— Supplied records —
****

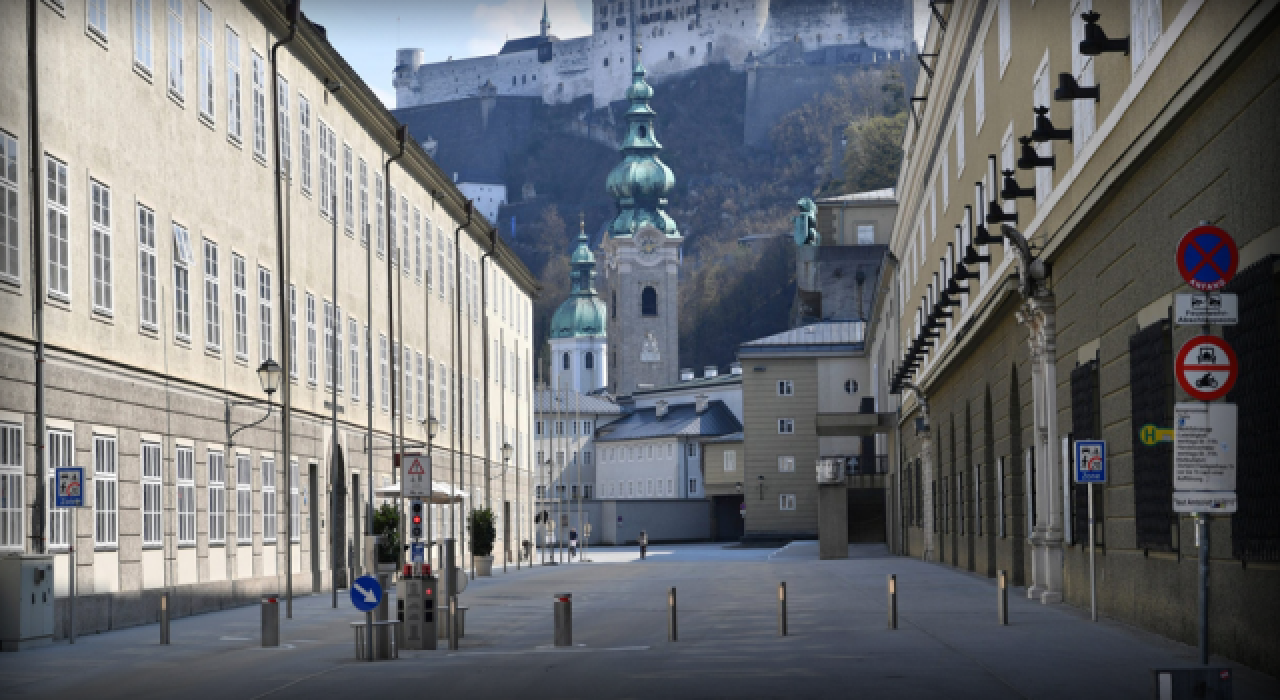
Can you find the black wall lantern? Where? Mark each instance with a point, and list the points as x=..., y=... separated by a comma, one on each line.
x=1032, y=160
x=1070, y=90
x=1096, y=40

****

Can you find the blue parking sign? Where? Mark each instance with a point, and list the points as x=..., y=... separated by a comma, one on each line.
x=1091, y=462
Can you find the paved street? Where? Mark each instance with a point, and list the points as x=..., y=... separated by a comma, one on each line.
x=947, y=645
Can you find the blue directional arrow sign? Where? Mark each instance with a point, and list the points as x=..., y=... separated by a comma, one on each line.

****

Using the entries above, give back exactly the line containing "Can you find the paved", the line containing "Can you find the blue directional", and every line between them, and nothing else.

— Result of this exercise —
Can you find the paved street? Where? Mark each instance with a point, and list the points as x=..., y=... separated by a comma, one on each line.
x=947, y=645
Can you find the blue directional arrow sign? Where? Mark each instance with a point, and list the points as x=..., y=... separated by a comma, one on each line.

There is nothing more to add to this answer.